_Задания_.
[1] Чьи высказывания, по словам фрагмента текста, не приводились в спецсообщениях органов НКВД?
[2] Перепишите строки листинга от строки с «Mark the clasped» до строки с «pixel 192 357» включительно, вместе с запросами. Координаты в ответах умножьте на 0,75 и округлите до целых, половины вверх.

_Фрагмент текста_.
____

7) Опубликованные сборники документов.

Каждый из перечисленных источников имеет свою специфику. Органы УНКВД ЛО, материалы которых о продовольственном положении и настроениях ленинградцев в период блокады, политических настроениях и агентурно-оперативной деятельности мы приводим, выполняли одну из важнейших функций в обороне города. Чем тяжелее становилось положение на фронте вокруг Ленинграда, и чем реальнее была угроза сдачи города, тем большее значение отводилось органам государственной безопасности. Все важнейшие мероприятия по превращению города в крепость, а в случае необходимости — и подготовке к его сдаче — проводились при непосредственном участии УНКВД. Информация УНКВД была чрезвычайно важна для корректировки пропагандистских усилий, для выравнивания дисбаланса между ожиданиями и объективной реальностью. Не случайно, что из центрального аппарата регулярно поступали директивы с просьбой «срочно сообщить отклики интеллигенции, рабочих и колхозников в связи с «докладом тов. Сталина», «сообщением Совинформбюро», «заключением договора» и т. п. Таким образом, знание массовых настроений было важнейшей предпосылкой «мудрой», отвечающей чаяниям народа политики Сталина. Нередко именно с представлениями научной интеллигенции, откликавшейся на те или иные события, вели скрытую полемику органы пропаганды и агитации.

В спецсообщениях УНКВД звучали голоса представителей практически всех слоев общества — домохозяек, рабочих, рядовых инженеров, известных ученых, академиков, деятелей культуры. Наверное, ни один другой источник не может обеспечить такой репрезентативности, как документы НКВД. Спецсообщения органов НКВД были очень детальными, в них приводились десятки примеров высказываний людей самых разных профессий, положения (за исключением партийной и советской номенклатуры), добытых агентурно-оперативным путем.

____

_Листинг данных_.
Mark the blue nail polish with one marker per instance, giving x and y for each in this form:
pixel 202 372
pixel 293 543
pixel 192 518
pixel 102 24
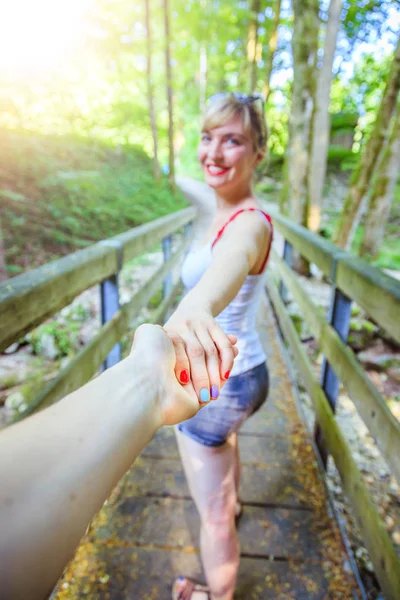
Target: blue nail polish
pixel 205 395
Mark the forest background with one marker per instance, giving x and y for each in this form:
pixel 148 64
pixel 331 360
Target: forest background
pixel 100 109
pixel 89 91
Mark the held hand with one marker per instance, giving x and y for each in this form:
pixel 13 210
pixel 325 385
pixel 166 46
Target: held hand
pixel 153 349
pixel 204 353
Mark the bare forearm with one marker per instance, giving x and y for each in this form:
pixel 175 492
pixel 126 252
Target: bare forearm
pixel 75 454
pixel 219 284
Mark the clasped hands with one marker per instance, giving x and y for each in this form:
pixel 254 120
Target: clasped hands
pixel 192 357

____

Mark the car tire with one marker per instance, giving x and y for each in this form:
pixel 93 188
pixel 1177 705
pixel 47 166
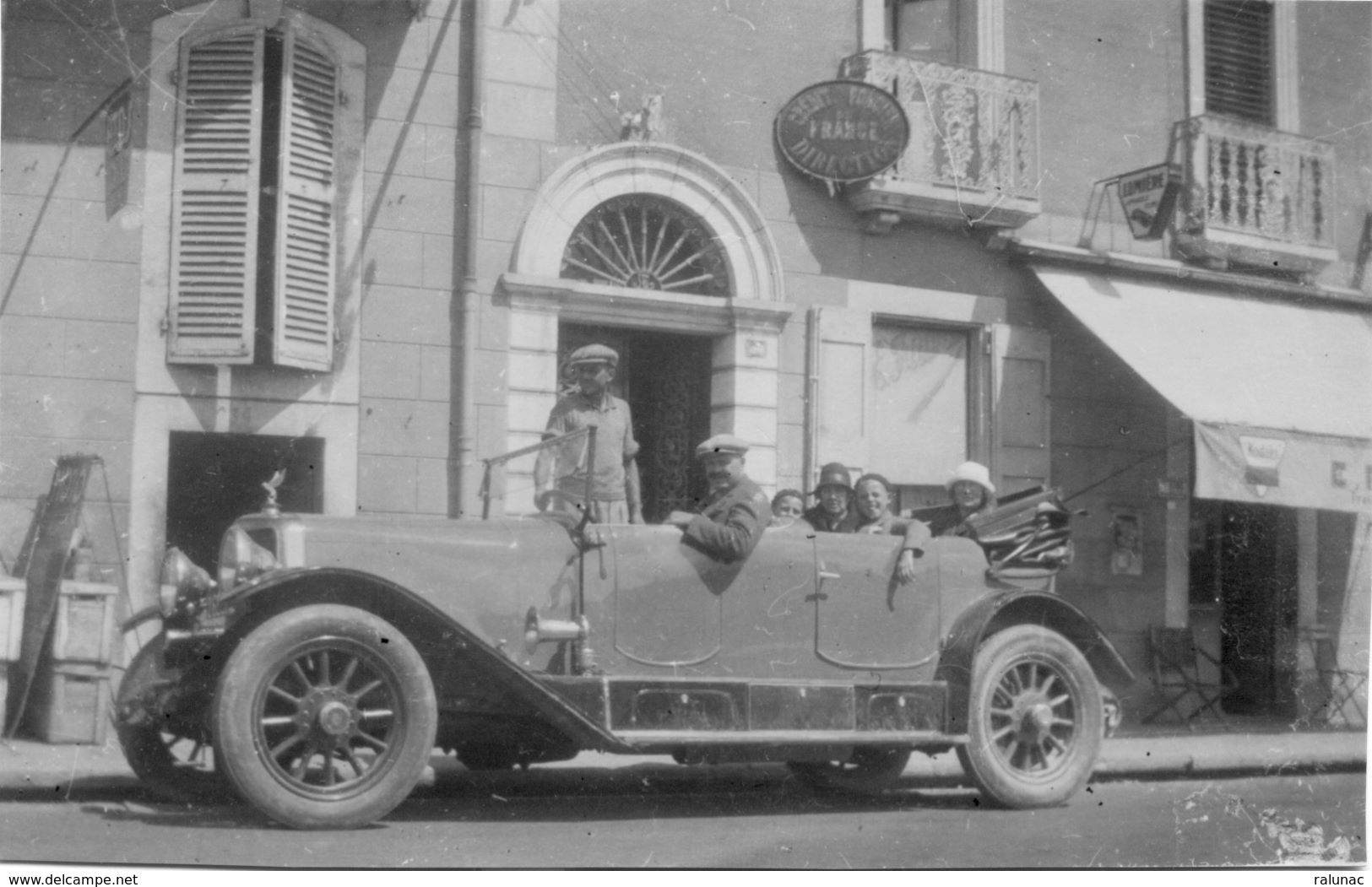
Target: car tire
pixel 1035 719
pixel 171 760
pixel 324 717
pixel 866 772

____

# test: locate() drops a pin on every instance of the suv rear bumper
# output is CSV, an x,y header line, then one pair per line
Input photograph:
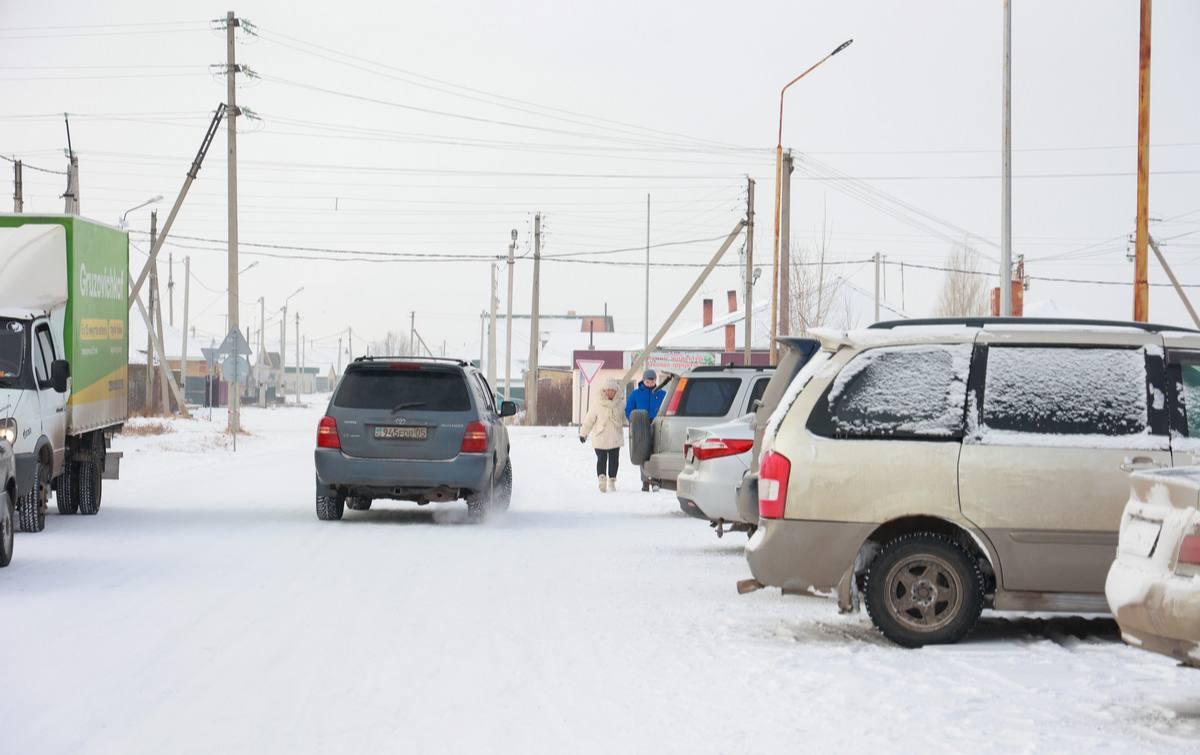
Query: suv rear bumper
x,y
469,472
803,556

____

_Ответы по заданиям_.
[1] Высказывания партийной и советской номенклатуры.

[2]
Mark the clasped hands with one marker per instance, giving x and y for each in this form:
pixel 254 120
Target: clasped hands
pixel 144 268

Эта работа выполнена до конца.